Methadone, said April, did not provide the high but did eliminate the physical withdrawal symptoms, and allowed the addict a more stable life. They didn’t have to steal, they could hold a job, and have a somewhat manageable life as long as they went for their daily doses of Methadone. But there was a cost.
“Methadone had a much harder and longer detox period, so if the addict ever wanted to come off maintenance, they were in for a very uncomfortable ride.” Because of that, April’s non-profit detox unit couldn’t handle Methadone detox. “The street guidance,” she said, “was to spend three weeks or so to transition from Methadone back to heroin, and then check into heroin detox and in 3-10 days you were through withdrawal and could go back to the ‘manageable life’ you’d established while on Methadone maintenance.” At that point the addict was drug free but beset with cravings which had been kept at a distance with Methadone.
So why would an addict want to come off Methadone maintenance? “They have to show up at a clinic seven days a week,” said April, “line up with other junkies for their dose of the drug, so they are still a slave to the drug. They became a functional Methadone addict rather than a dysfunctional heroin addict.”
Methadone, as does any opioid, also fosters physical dependence, and long-term use can cause damage to nerves, liver and brain. Perhaps maintenance is an acceptable risk compared to the dangers of dirty needles, overdoses in alleys and robbing liquor stores or engaging in prostitution to secure the hundreds of dollars a day necessary to feed a raging drug habit, but nonetheless it is a far cry from being free of drug slavery.
Because of the dangers of addiction, physicians were reluctant to prescribe opioids for pain, except in the most severe cases. But in 1996, Purdue Pharma launched OxyContin as a timed-release supposedly non-addictive opioid pain reliever. Reassured, physicians began prescribing it.
Contrary to Purdue’s assertion of non-addiction, the FDA recently said OxyContin is more addictive than morphine. So once again, a drug solution becomes the next problem, as evidenced by the “opioid crisis” spurred by OxyContin and other pharmaceuticals. In 2016, according to the New York Times, 64,000 people were killed by drug overdoses of prescription opioid painkillers and heroin. And drug addiction costs the country $78.5 billion a year in healthcare, lost productivity, addiction treatment and criminal justice.
This problem/solution/problem theme continues today under the title of Medication Assisted Treatment (MAT) which substitutes a legally prescribed drug such as Methadone, Naltrexone or buprenorphine for an illegal street drug. MAT is spreading across the country as a solution to the opioid crisis, embraced by cities, counties, states and even prison systems.
One hundred years ago, purveyors of dangerous patent medicine could slip away undetected. But today – with our electronic medical records and coordinated law enforcement systems – we might expect immediate action against such dangers. But OxyContin and its role in the opioid crisis took two decades to spot, with disastrous consequences.
For that reason, prescribing pharmaceuticals as solutions for addiction should be looked at with some skepticism. This is even more important as a rush of breathless reports appear in popular media about the benefits of LSD, ecstasy and marijuana as solutions for depression, PTSD, and more.
By the time we detect the harmful nature of these so-called remedies, the patent-medicine salesman has stuffed the cash into his pockets and moved on, while communities are left to pick up the pieces.

● Raw data

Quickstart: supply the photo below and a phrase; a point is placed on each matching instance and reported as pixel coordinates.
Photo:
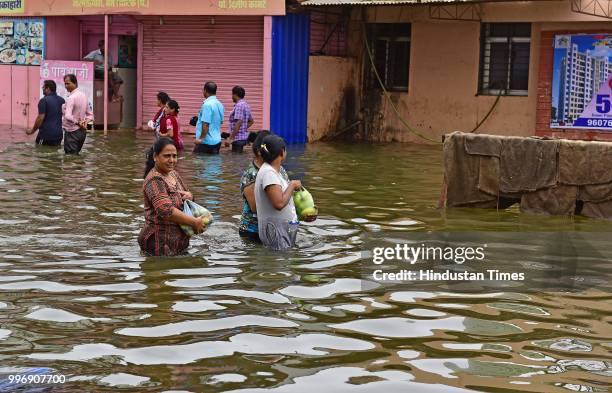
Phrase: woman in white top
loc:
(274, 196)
---
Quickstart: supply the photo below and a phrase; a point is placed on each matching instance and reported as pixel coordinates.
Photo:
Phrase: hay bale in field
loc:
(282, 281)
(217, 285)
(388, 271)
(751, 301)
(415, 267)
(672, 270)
--
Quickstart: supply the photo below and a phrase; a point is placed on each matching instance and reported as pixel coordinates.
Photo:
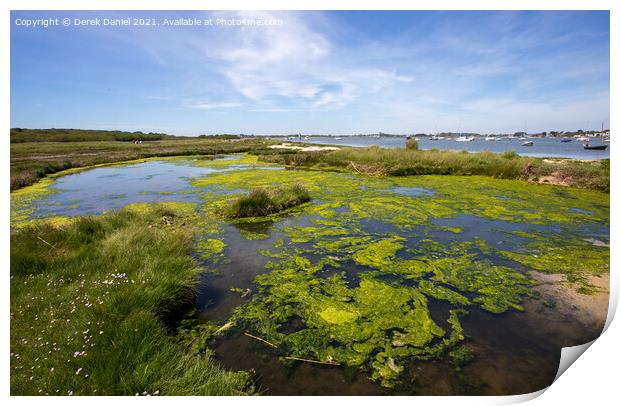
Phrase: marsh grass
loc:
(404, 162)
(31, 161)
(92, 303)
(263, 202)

● Work to complete
a. Answer these questions about the opioid passage, marking each answer (i), (ii) or (iii):
(i) In what year did Purdue Pharma launch OxyContin?
(ii) According to April, how many days a week must people on Methadone maintenance show up at a clinic?
(iii) What yearly cost to the country does the opioid passage give for drug addiction?
b. Reproduce without changes the part of the opioid passage that opens with the words containing "Contrary to Purdue’s" and closes with "and criminal justice.".

● Answers for the tasks
a.
(i) 1996
(ii) Seven days a week
(iii) $78.5 billion a year

b.
Contrary to Purdue’s assertion of non-addiction, the FDA recently said OxyContin is more addictive than morphine. So once again, a drug solution becomes the next problem, as evidenced by the “opioid crisis” spurred by OxyContin and other pharmaceuticals. In 2016, according to the New York Times, 64,000 people were killed by drug overdoses of prescription opioid painkillers and heroin. And drug addiction costs the country $78.5 billion a year in healthcare, lost productivity, addiction treatment and criminal justice.